▶ _WORK ITEM_
Answer these questions from the post about the Residents' play below.
1. On what date was the play originally performed?
2. What name was given to the junior doctors in their first year of appointment at the Royal Infirmary of Edinburgh?
3. What does "K.C." on the cover presumably stand for?
───── DOCUMENT EXTRACT
Friday, 29 May 2015

The Residents in 'A Trip to Moscow'

Archives Assistant Stephen has uncovered some rum goings-on in the LHSA pamphlet collection:
This week, we present a musical play written by and starring the Residents of the Royal Infirmary of Edinburgh and originally performed on 17th December 1897, the script of which comes from LHSA’s pamphlet collection. The junior doctors of the Royal Infirmary of Edinburgh in their first year of appointment at the hospital, known as the Residents, had a reputation for mischievous anti-authoritarian behaviour in their free time. Perhaps in the face of the suffering and death they encountered on a day-to-day basis, they instinctively responded with an irreverent sense of humour. The images show the Residents' class of winter 1897-1898 posing for their official photograph and the cover and an extract of the play they performed. The cover has the sub-heading ‘K.C. ‘97’ which presumably stands for ‘Kitchen Concert’ as this is mentioned in other documents in the archive relating to the Residents.
──────────
───── MATERIAL PROVIDED
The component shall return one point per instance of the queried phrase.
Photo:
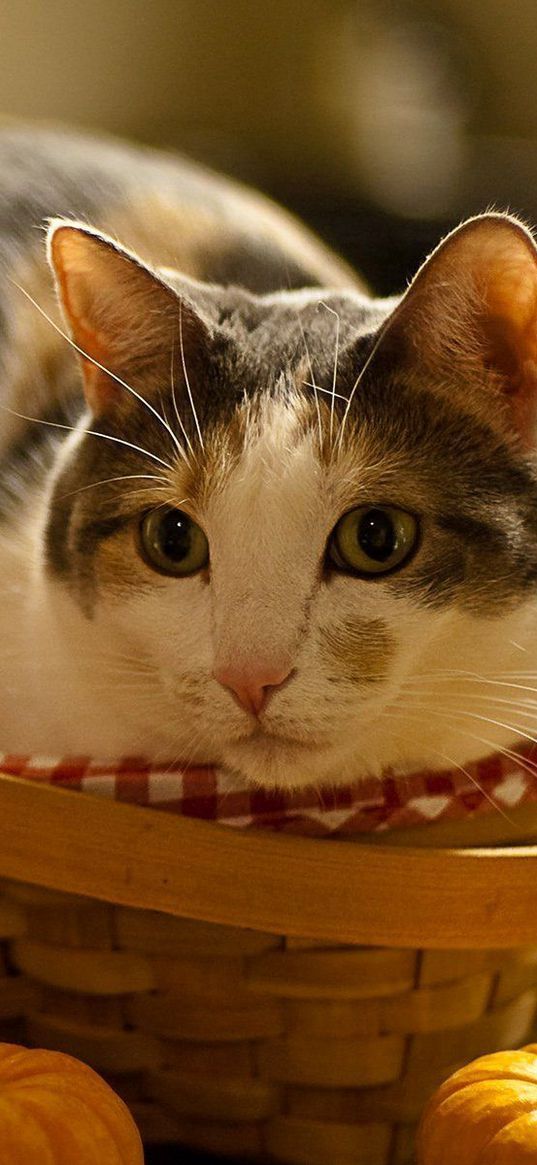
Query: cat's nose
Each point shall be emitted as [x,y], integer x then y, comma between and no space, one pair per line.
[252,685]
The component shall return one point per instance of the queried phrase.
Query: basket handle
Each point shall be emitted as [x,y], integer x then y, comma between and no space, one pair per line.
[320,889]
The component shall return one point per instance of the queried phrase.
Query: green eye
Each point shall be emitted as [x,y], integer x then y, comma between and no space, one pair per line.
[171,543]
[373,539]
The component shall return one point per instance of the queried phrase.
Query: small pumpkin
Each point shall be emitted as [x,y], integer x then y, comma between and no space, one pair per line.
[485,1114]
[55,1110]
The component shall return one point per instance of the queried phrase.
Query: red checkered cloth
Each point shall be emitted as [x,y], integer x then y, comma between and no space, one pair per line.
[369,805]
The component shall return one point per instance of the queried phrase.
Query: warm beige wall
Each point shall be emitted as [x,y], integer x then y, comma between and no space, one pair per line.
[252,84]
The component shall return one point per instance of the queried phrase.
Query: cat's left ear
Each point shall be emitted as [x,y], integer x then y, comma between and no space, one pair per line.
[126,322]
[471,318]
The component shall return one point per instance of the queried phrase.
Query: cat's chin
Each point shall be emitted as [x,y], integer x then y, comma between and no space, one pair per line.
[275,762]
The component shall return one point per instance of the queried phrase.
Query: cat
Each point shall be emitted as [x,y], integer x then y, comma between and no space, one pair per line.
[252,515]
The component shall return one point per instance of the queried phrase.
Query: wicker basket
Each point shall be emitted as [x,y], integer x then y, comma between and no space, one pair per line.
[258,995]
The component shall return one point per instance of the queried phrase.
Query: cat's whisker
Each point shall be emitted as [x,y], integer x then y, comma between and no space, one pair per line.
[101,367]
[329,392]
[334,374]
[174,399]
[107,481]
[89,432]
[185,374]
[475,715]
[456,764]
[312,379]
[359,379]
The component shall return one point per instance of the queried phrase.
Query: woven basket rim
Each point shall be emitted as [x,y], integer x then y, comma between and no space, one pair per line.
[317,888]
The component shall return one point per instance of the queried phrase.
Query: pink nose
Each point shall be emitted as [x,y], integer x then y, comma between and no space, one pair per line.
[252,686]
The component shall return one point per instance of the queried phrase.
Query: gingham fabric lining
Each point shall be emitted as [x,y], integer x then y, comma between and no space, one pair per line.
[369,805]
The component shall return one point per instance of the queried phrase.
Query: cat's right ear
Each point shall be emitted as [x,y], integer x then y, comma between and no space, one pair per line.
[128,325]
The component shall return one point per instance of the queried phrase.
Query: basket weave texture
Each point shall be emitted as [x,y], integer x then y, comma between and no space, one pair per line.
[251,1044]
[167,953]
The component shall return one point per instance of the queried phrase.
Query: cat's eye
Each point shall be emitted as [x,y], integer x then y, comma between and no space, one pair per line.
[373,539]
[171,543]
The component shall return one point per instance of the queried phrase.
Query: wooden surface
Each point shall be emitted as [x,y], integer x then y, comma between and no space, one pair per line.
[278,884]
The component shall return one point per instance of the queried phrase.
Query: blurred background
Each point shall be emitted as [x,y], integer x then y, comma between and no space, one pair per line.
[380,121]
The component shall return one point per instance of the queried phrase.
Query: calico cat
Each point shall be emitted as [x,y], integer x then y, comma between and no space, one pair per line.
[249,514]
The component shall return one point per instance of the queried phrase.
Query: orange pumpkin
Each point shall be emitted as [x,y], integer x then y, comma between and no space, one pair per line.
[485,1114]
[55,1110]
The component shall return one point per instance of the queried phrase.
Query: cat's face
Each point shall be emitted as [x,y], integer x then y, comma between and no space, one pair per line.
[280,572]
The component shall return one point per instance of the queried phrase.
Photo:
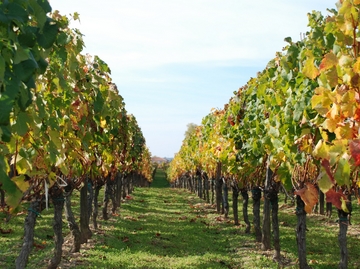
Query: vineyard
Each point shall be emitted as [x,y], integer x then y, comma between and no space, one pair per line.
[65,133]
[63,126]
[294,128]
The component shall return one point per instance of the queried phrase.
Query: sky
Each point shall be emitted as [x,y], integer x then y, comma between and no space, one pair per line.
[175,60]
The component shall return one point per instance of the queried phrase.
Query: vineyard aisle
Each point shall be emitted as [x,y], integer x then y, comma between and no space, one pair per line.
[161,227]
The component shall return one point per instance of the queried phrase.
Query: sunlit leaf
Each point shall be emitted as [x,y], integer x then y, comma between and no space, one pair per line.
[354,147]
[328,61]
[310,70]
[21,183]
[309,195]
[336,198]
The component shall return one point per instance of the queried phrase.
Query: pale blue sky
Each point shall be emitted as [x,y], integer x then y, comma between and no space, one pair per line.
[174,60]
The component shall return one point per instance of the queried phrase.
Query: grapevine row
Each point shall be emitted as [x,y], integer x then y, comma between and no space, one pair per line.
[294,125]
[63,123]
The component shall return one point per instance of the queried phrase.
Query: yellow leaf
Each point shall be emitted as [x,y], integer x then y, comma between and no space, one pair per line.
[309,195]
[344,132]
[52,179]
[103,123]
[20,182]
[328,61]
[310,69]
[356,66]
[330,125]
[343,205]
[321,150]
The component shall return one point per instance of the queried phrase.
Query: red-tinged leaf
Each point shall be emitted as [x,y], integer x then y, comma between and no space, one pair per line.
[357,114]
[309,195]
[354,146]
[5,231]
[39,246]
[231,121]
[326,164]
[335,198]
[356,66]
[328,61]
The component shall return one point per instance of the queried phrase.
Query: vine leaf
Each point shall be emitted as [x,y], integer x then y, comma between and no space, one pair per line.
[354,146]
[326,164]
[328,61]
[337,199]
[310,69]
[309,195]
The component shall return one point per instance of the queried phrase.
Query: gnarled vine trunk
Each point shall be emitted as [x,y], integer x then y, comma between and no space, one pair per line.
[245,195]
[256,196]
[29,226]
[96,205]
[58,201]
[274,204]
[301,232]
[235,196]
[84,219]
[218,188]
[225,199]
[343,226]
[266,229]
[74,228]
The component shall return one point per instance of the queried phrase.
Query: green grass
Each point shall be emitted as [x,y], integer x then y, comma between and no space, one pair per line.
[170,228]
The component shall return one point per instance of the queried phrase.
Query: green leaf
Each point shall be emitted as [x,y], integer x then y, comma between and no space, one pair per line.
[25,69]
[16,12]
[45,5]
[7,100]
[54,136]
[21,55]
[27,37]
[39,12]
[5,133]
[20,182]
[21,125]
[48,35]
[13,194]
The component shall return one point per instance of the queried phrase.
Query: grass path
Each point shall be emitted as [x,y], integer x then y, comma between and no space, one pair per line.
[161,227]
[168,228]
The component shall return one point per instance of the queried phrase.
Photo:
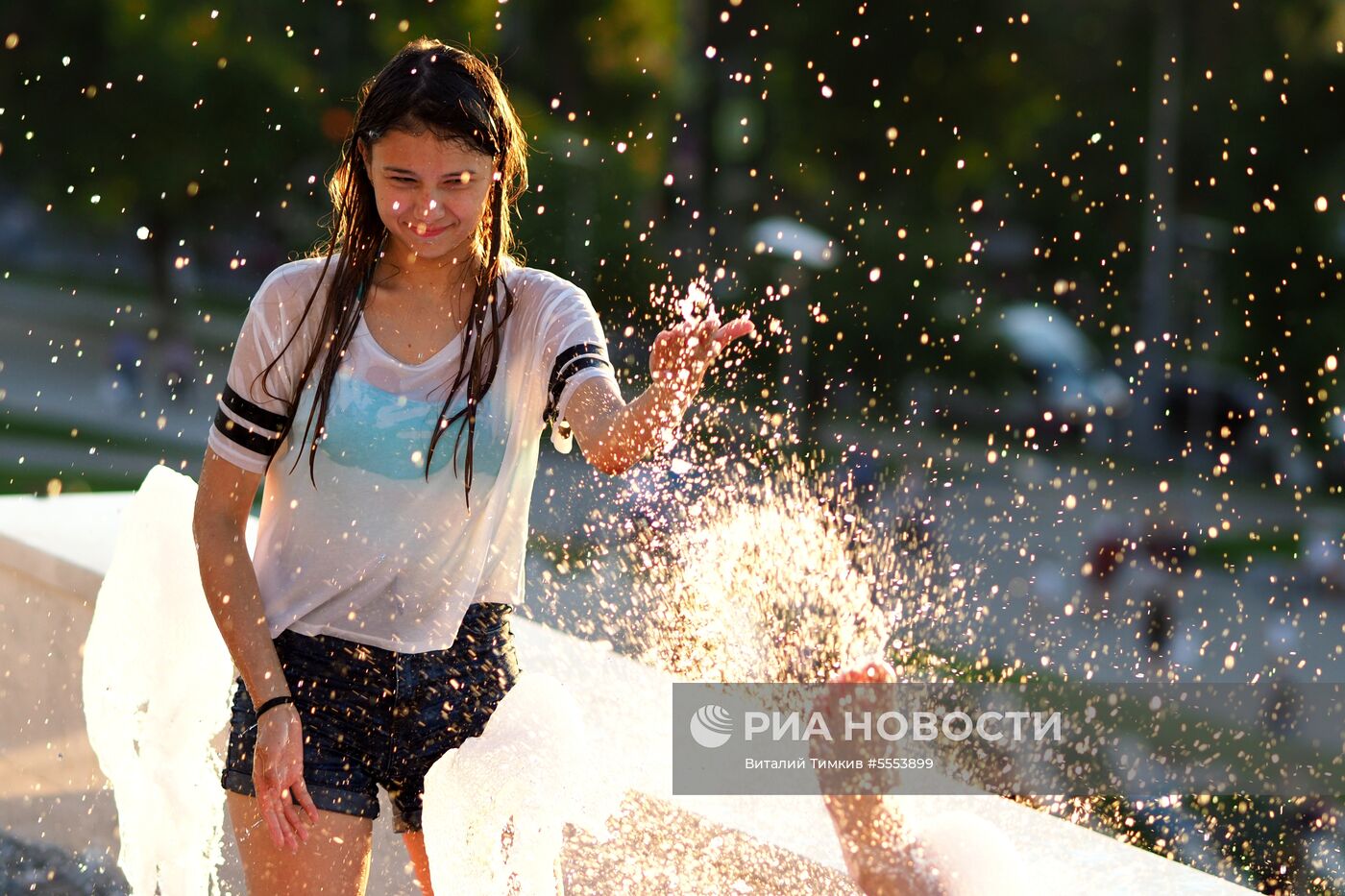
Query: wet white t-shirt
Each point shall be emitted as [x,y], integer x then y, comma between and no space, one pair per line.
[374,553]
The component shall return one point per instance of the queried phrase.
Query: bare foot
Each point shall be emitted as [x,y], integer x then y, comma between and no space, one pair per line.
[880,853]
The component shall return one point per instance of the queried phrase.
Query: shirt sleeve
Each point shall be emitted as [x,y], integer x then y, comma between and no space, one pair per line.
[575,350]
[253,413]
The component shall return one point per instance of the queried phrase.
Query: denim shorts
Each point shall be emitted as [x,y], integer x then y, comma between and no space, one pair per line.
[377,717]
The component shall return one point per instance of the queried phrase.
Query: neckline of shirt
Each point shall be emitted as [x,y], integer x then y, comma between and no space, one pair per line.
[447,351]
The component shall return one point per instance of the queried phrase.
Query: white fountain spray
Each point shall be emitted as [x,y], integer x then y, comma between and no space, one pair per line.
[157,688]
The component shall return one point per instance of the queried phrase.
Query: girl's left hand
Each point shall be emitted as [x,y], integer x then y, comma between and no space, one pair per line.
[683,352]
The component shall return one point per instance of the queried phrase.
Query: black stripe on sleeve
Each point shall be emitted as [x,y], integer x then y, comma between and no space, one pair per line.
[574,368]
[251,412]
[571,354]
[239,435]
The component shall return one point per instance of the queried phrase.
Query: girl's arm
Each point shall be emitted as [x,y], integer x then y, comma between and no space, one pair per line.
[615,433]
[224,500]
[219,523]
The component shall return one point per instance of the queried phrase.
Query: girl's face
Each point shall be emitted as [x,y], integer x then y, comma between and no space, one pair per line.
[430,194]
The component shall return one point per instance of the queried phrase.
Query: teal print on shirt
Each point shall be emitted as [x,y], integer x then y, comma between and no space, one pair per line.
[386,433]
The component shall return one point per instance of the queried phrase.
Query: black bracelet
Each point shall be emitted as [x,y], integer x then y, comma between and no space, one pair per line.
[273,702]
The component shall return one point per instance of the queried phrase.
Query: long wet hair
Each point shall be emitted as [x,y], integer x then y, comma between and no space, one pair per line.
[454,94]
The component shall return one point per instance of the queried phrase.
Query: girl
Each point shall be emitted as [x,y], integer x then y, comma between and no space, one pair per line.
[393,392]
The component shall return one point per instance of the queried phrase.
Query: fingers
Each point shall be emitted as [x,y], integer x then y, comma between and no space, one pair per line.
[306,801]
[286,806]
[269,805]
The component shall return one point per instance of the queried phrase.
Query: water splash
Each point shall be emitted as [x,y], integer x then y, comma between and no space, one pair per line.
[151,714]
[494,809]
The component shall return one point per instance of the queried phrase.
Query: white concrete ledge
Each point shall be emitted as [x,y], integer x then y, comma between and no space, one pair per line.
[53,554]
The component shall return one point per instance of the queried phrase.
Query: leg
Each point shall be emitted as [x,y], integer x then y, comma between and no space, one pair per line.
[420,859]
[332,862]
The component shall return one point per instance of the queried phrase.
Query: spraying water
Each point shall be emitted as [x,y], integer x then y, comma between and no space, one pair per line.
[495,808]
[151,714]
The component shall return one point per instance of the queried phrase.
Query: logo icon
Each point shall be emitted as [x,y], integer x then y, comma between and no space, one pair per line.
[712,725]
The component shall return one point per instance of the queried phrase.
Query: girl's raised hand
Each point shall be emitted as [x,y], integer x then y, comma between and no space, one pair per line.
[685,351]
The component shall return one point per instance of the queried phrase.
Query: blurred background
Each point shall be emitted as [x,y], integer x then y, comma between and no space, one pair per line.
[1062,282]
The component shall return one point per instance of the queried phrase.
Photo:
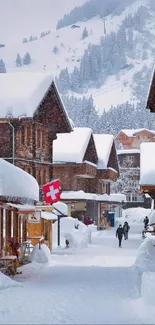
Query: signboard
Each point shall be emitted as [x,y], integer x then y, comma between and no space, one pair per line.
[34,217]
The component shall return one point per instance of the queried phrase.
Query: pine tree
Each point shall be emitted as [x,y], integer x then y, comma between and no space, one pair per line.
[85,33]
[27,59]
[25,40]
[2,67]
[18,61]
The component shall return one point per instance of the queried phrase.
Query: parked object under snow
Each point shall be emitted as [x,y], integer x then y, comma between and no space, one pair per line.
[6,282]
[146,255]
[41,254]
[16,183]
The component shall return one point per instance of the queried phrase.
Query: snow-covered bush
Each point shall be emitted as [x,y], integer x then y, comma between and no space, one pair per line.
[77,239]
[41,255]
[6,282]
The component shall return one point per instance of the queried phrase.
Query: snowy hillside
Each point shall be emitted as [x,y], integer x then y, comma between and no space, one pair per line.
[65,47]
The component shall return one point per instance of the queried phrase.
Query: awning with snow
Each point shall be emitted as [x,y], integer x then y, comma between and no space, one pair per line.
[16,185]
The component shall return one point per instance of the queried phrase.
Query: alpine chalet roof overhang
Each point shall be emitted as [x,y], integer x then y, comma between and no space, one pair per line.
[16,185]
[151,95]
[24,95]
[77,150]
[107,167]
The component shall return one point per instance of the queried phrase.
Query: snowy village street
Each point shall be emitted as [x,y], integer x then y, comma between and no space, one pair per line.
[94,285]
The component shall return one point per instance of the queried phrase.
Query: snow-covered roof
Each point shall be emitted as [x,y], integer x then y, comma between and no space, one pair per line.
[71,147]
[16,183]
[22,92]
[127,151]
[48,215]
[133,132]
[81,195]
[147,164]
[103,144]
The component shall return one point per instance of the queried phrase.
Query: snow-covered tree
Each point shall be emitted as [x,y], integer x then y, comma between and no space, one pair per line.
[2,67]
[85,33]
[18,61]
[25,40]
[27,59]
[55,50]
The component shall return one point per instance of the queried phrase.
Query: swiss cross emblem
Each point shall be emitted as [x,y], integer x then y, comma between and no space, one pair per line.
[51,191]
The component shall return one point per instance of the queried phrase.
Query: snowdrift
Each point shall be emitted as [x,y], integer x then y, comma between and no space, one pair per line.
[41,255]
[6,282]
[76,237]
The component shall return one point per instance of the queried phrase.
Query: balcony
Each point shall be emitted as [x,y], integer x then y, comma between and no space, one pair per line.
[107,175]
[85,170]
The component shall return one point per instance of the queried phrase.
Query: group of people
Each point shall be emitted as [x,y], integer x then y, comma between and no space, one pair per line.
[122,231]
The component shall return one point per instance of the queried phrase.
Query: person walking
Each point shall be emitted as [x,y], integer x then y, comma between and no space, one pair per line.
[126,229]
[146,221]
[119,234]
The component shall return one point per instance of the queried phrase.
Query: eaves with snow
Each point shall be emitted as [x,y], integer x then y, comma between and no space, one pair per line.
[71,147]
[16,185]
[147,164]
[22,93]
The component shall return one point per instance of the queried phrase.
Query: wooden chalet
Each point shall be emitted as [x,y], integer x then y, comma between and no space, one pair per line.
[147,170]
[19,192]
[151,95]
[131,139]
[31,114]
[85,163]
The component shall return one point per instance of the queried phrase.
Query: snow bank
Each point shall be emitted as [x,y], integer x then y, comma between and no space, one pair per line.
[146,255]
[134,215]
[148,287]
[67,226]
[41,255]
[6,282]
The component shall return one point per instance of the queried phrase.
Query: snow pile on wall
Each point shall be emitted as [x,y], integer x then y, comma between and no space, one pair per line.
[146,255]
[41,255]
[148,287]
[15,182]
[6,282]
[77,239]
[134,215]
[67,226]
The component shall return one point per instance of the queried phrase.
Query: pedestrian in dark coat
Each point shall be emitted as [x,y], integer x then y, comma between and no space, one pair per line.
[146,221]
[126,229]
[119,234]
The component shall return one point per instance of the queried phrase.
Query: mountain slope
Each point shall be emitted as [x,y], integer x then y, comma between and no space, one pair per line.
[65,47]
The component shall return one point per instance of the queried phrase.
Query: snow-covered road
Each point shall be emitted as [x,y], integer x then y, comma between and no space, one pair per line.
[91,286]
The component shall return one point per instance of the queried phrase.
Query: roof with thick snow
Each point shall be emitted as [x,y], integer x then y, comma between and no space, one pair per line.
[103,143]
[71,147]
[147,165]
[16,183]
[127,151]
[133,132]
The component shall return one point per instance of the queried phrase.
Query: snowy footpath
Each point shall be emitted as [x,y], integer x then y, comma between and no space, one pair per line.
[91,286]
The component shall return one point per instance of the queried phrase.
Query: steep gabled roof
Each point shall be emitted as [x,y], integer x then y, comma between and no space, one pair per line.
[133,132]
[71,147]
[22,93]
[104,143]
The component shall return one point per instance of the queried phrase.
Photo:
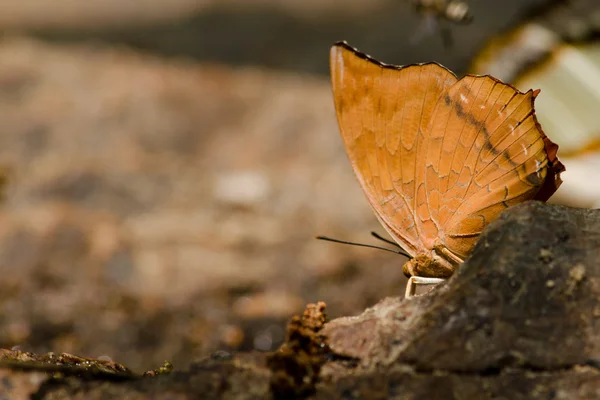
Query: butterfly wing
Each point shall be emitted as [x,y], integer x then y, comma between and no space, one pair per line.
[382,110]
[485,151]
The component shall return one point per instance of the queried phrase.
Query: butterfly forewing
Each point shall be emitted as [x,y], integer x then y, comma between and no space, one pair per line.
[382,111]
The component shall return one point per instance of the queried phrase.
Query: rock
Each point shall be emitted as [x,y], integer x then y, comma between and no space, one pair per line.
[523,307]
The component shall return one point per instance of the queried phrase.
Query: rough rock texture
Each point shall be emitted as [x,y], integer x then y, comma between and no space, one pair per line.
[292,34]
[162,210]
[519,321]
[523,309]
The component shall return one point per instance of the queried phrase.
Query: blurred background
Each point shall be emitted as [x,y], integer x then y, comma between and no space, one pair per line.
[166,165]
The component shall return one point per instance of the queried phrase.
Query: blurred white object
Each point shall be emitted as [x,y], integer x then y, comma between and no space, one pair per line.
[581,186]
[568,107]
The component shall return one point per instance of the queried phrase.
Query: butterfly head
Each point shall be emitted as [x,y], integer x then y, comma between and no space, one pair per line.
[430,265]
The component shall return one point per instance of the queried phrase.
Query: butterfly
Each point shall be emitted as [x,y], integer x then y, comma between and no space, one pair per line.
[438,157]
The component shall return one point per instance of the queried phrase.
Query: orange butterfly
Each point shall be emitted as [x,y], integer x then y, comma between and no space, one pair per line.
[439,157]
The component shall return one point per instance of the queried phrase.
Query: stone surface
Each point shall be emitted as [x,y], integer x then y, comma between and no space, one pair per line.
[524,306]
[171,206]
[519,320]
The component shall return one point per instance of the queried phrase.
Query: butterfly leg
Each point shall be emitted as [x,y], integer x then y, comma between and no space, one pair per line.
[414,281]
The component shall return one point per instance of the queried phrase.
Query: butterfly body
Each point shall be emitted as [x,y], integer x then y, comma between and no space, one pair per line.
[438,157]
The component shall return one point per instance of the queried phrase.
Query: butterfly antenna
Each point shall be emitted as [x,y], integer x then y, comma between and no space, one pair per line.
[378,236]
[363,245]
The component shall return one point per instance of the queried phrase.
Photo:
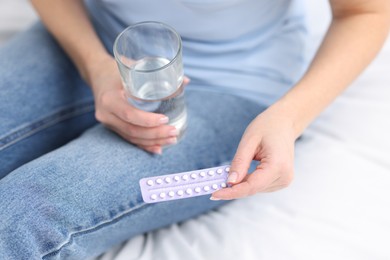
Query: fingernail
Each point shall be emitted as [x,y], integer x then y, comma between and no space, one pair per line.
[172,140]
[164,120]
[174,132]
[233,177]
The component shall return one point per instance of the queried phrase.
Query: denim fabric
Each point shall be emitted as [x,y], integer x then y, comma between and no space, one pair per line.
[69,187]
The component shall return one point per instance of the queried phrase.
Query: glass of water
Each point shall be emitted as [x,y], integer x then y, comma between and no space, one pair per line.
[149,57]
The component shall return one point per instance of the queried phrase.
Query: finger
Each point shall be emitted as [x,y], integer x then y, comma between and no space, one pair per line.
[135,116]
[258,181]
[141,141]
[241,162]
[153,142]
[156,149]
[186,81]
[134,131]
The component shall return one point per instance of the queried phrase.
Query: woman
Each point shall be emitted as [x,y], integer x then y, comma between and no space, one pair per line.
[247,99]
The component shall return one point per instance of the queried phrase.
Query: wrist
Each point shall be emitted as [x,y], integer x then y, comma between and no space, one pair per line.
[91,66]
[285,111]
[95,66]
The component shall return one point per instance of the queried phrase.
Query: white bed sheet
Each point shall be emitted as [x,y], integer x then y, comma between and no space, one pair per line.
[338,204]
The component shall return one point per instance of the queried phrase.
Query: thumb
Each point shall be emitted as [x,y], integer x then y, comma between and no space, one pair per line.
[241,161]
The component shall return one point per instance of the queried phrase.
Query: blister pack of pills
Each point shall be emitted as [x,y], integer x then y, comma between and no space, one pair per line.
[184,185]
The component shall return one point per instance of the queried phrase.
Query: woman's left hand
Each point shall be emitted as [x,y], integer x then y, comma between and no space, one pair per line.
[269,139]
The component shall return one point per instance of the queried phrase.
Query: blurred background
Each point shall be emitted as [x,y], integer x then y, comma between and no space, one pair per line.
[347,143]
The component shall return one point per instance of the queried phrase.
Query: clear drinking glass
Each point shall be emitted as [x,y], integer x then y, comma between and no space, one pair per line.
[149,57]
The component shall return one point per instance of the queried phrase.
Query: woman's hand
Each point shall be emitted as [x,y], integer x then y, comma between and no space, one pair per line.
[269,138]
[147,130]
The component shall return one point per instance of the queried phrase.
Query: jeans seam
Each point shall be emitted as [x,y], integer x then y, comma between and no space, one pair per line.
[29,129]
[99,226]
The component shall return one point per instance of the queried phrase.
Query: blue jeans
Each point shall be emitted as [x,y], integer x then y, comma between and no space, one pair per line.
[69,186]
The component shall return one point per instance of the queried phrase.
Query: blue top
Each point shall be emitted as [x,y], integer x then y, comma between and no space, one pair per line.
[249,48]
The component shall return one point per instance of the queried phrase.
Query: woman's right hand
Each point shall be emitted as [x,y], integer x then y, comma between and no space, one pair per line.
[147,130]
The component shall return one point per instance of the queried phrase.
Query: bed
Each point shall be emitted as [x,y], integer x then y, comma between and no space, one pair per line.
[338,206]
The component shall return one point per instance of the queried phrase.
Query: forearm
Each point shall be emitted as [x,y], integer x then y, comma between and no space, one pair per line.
──────────
▶ _SOLVED EXERCISE_
1. 17th December 1897
2. The Residents
3. Kitchen Concert